WHAT TO PRODUCE:
Find each line in the records below that contains the word "chimney" and copy every such line in full.

---*---

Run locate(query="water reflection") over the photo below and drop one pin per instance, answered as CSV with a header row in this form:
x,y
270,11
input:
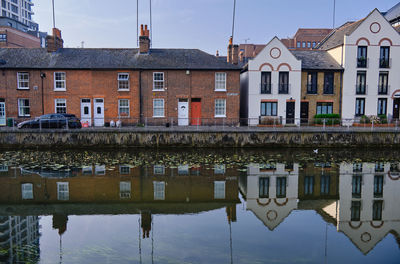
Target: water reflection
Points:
x,y
359,199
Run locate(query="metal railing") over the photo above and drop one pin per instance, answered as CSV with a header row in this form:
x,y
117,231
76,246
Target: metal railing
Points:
x,y
261,122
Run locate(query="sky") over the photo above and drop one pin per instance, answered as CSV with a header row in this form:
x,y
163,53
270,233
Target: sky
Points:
x,y
200,24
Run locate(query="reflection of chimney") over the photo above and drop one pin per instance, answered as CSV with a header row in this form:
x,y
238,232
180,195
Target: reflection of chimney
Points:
x,y
144,40
146,224
60,223
55,41
231,213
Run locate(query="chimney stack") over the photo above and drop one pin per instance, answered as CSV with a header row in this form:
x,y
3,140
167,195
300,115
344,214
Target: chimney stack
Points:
x,y
144,40
55,41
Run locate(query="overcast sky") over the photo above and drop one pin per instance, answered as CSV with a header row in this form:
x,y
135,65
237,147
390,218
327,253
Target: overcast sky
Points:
x,y
202,24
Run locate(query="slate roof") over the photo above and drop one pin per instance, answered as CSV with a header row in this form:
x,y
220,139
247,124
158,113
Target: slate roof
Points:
x,y
76,58
316,60
336,37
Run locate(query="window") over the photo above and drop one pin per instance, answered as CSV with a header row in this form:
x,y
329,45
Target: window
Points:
x,y
159,190
383,83
325,184
23,107
123,107
265,82
61,106
23,80
328,83
360,106
361,86
27,191
356,186
384,57
324,108
63,191
220,108
309,185
377,207
158,81
263,187
59,81
220,81
312,83
158,108
124,190
362,57
355,210
269,108
378,186
281,187
123,81
382,106
219,190
283,82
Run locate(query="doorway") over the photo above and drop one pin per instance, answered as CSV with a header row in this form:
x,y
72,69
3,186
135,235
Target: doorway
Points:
x,y
290,112
98,112
196,112
183,112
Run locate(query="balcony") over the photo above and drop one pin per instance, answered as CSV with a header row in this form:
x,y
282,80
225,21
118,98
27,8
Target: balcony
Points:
x,y
284,88
362,62
383,89
385,63
361,89
265,88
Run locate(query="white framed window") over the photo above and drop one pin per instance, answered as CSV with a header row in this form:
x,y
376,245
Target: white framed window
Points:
x,y
123,81
63,191
158,81
23,80
124,190
219,189
220,108
124,170
159,190
159,169
60,106
123,107
158,107
60,81
24,108
27,191
220,81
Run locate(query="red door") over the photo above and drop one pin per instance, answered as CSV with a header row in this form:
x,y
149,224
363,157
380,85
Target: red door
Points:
x,y
196,113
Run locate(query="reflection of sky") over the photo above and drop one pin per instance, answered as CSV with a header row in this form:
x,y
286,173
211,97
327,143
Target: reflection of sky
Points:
x,y
204,238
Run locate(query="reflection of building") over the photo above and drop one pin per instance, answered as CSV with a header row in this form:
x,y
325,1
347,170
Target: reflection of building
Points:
x,y
271,191
368,206
15,233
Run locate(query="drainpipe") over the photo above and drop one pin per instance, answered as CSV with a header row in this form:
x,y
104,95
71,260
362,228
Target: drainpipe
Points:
x,y
42,76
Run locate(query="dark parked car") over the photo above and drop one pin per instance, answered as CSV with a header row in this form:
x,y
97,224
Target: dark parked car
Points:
x,y
52,121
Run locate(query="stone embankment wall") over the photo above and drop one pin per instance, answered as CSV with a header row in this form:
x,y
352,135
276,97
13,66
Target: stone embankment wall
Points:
x,y
19,139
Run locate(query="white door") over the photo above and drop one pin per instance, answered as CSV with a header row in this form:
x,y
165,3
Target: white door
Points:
x,y
2,114
86,112
98,112
183,113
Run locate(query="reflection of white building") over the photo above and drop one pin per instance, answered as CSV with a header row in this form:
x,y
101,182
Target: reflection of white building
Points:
x,y
16,232
271,191
368,208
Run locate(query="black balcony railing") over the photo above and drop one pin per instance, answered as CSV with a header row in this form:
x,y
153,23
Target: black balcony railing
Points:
x,y
283,88
266,88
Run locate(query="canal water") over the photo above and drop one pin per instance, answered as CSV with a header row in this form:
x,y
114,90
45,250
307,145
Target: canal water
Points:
x,y
200,206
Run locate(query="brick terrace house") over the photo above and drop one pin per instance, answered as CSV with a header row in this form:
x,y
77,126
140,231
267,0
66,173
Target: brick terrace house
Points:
x,y
134,85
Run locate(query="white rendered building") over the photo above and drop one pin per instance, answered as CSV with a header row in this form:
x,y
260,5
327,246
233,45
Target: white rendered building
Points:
x,y
271,87
369,52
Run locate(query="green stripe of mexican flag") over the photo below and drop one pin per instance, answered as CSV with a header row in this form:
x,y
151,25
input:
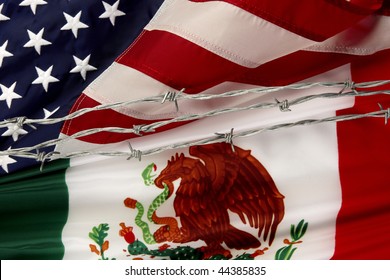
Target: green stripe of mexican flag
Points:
x,y
33,211
312,182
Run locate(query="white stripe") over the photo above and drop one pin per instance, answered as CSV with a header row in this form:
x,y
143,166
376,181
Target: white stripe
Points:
x,y
356,40
227,31
240,121
114,86
303,162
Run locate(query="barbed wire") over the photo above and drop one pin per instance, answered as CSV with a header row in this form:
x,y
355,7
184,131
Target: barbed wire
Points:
x,y
175,96
227,137
284,106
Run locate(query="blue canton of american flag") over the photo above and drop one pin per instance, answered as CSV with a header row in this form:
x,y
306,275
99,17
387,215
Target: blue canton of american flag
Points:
x,y
50,50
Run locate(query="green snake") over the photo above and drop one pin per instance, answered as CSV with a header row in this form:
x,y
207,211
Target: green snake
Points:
x,y
148,237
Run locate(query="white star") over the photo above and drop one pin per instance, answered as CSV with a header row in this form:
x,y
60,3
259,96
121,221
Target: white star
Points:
x,y
2,17
44,77
49,113
73,23
4,52
14,130
111,11
5,160
36,40
9,94
82,66
33,4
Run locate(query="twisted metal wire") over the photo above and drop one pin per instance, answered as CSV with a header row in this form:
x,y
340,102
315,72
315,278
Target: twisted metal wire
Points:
x,y
176,96
217,138
139,129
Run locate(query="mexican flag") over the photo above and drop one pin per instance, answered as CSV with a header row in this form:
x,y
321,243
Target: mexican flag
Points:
x,y
300,187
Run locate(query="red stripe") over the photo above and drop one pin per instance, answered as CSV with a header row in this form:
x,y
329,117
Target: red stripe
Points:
x,y
104,118
363,223
293,68
273,73
315,20
171,60
177,62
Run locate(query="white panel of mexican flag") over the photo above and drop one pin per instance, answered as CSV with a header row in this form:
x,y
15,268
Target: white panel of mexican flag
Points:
x,y
302,161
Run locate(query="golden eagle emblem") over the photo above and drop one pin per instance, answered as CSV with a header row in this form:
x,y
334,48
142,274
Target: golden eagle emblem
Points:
x,y
213,181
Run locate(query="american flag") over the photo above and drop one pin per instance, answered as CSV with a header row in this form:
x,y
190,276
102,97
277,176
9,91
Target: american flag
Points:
x,y
49,52
57,57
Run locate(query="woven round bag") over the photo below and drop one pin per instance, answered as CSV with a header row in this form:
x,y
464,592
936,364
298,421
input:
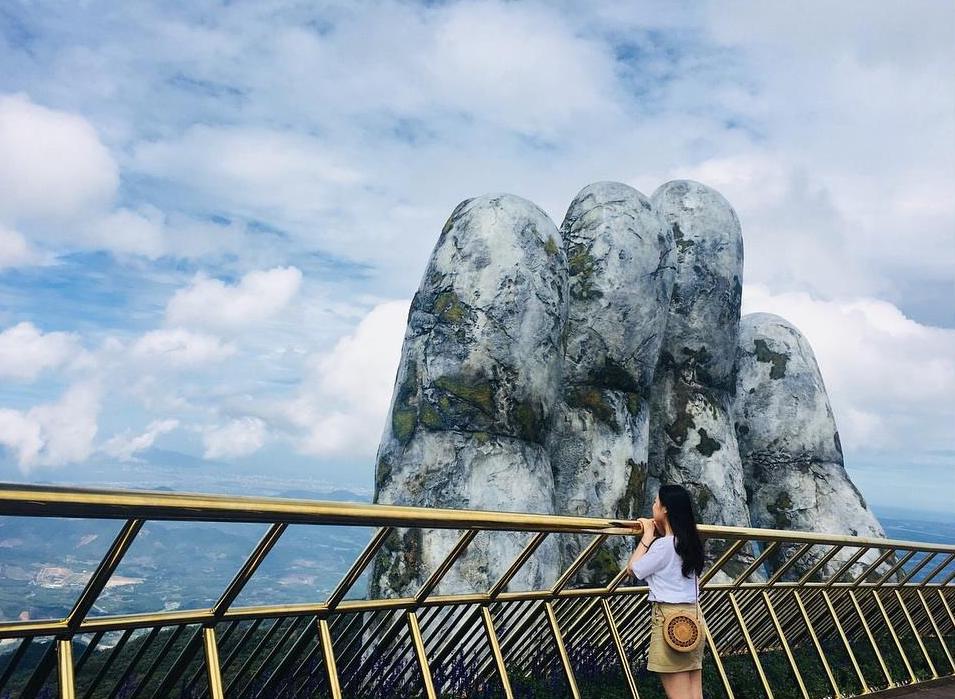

---*---

WRITTEN SOLUTION:
Run locate(query="reflection of chimney") over the photo above and drop one pin per instance, answered as CSV with a header row in this form:
Target: reflection of chimney
Run locate(query="chimney stack") over the photo above and drop one pin per instance, answered as CSV with a header row in this form:
Target: chimney stack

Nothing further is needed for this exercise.